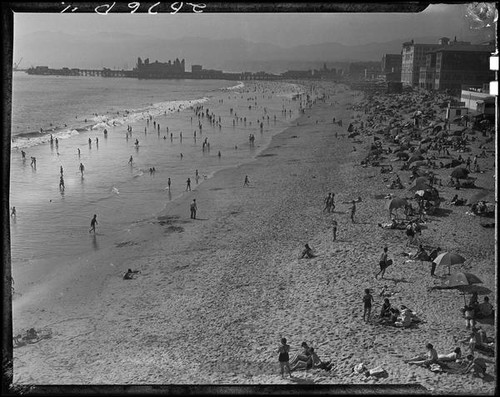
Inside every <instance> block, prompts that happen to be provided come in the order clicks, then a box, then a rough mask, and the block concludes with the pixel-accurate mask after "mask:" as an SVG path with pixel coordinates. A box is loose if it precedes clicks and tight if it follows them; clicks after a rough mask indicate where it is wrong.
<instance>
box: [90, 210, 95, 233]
mask: <svg viewBox="0 0 500 397" xmlns="http://www.w3.org/2000/svg"><path fill="white" fill-rule="evenodd" d="M96 225H97V214H94V217H93V218H92V220H91V221H90V230H89V233H90V232H92V231H93V232H94V234H95V227H96Z"/></svg>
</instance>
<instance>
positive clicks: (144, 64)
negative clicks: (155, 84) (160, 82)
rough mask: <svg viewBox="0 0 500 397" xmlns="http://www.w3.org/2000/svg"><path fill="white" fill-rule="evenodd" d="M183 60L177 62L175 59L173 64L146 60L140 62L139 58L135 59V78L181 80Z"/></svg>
mask: <svg viewBox="0 0 500 397" xmlns="http://www.w3.org/2000/svg"><path fill="white" fill-rule="evenodd" d="M185 72H186V69H185V63H184V59H183V60H182V61H179V59H178V58H177V59H176V60H175V61H174V62H172V61H168V62H158V61H155V62H153V63H150V62H149V58H146V59H145V60H144V62H142V59H141V58H138V59H137V77H138V78H140V79H165V78H183V77H185Z"/></svg>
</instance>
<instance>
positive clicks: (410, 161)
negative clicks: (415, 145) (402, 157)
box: [408, 153, 424, 163]
mask: <svg viewBox="0 0 500 397" xmlns="http://www.w3.org/2000/svg"><path fill="white" fill-rule="evenodd" d="M423 159H424V156H422V155H421V154H420V153H419V154H413V156H411V157H410V159H409V160H408V162H409V163H413V162H414V161H419V160H423Z"/></svg>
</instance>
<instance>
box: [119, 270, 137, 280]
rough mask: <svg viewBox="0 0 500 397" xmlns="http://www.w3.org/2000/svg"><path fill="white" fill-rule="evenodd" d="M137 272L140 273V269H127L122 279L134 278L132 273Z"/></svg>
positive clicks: (133, 273)
mask: <svg viewBox="0 0 500 397" xmlns="http://www.w3.org/2000/svg"><path fill="white" fill-rule="evenodd" d="M137 273H140V271H139V270H132V269H128V270H127V272H126V273H125V274H124V275H123V279H124V280H132V279H133V278H134V275H135V274H137Z"/></svg>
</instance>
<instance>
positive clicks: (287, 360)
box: [278, 338, 292, 379]
mask: <svg viewBox="0 0 500 397" xmlns="http://www.w3.org/2000/svg"><path fill="white" fill-rule="evenodd" d="M286 342H287V341H286V338H281V346H280V347H278V353H279V356H278V361H279V363H280V370H281V377H282V378H283V379H284V378H285V368H286V369H287V371H288V374H289V375H290V378H292V371H291V370H290V362H289V360H290V356H289V354H288V353H289V352H290V345H288V344H287V343H286Z"/></svg>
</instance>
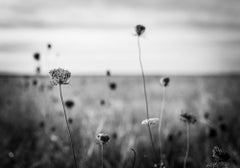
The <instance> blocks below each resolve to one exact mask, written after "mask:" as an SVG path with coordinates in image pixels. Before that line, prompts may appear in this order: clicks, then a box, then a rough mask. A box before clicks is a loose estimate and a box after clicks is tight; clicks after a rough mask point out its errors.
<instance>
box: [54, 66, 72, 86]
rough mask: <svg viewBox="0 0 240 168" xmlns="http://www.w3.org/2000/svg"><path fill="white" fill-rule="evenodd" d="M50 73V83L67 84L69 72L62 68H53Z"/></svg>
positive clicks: (54, 83) (59, 84) (68, 83)
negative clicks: (50, 75)
mask: <svg viewBox="0 0 240 168" xmlns="http://www.w3.org/2000/svg"><path fill="white" fill-rule="evenodd" d="M49 74H50V75H51V78H52V79H51V84H52V85H63V84H64V85H66V84H69V80H70V77H71V72H69V71H68V70H64V69H62V68H58V69H53V70H51V71H50V72H49Z"/></svg>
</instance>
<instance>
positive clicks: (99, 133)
mask: <svg viewBox="0 0 240 168" xmlns="http://www.w3.org/2000/svg"><path fill="white" fill-rule="evenodd" d="M97 140H98V142H99V143H100V144H102V145H104V144H106V143H107V142H108V141H109V140H110V136H109V135H107V134H105V133H99V134H98V135H97Z"/></svg>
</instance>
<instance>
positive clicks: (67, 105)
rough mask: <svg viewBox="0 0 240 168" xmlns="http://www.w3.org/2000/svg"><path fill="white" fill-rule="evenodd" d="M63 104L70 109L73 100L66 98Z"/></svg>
mask: <svg viewBox="0 0 240 168" xmlns="http://www.w3.org/2000/svg"><path fill="white" fill-rule="evenodd" d="M65 105H66V106H67V108H69V109H71V108H72V107H73V106H74V102H73V101H72V100H67V101H66V102H65Z"/></svg>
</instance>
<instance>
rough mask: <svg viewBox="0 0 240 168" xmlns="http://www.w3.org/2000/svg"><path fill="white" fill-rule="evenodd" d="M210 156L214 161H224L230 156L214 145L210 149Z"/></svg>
mask: <svg viewBox="0 0 240 168" xmlns="http://www.w3.org/2000/svg"><path fill="white" fill-rule="evenodd" d="M212 158H213V160H214V161H215V162H226V161H228V160H229V159H230V156H229V154H228V153H226V152H224V151H223V150H222V149H220V148H219V147H218V146H214V148H213V150H212Z"/></svg>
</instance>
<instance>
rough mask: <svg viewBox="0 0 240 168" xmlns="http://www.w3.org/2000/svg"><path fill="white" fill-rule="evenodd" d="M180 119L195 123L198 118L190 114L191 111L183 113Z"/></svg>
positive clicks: (196, 120)
mask: <svg viewBox="0 0 240 168" xmlns="http://www.w3.org/2000/svg"><path fill="white" fill-rule="evenodd" d="M180 119H181V120H182V121H183V122H185V123H189V124H194V123H196V122H197V119H196V117H195V116H194V115H192V114H189V113H186V112H185V113H182V114H181V115H180Z"/></svg>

* * * * *

What needs to be done - Would you filter the records and copy out each line containing "coordinates"?

Response to the task -
Inside every <instance> block, prompts that happen to be provided come in the order clicks, then a box, then a rough mask, and the block concludes with the pixel-accurate mask after "mask:" as an SVG path with pixel coordinates. A box is loose if it precedes clicks and tight if it follows them; clicks after a rough mask indicate where it is wrong.
The <instance> blocks below each resolve to one exact mask, written after "mask:" as an SVG path with coordinates in image pixels. Before that line, prompts may appear in this order: clicks, then a box, then a rough mask. A box before clicks is a loose estimate and a box after clicks is tight; clicks after a rough mask point out its errors.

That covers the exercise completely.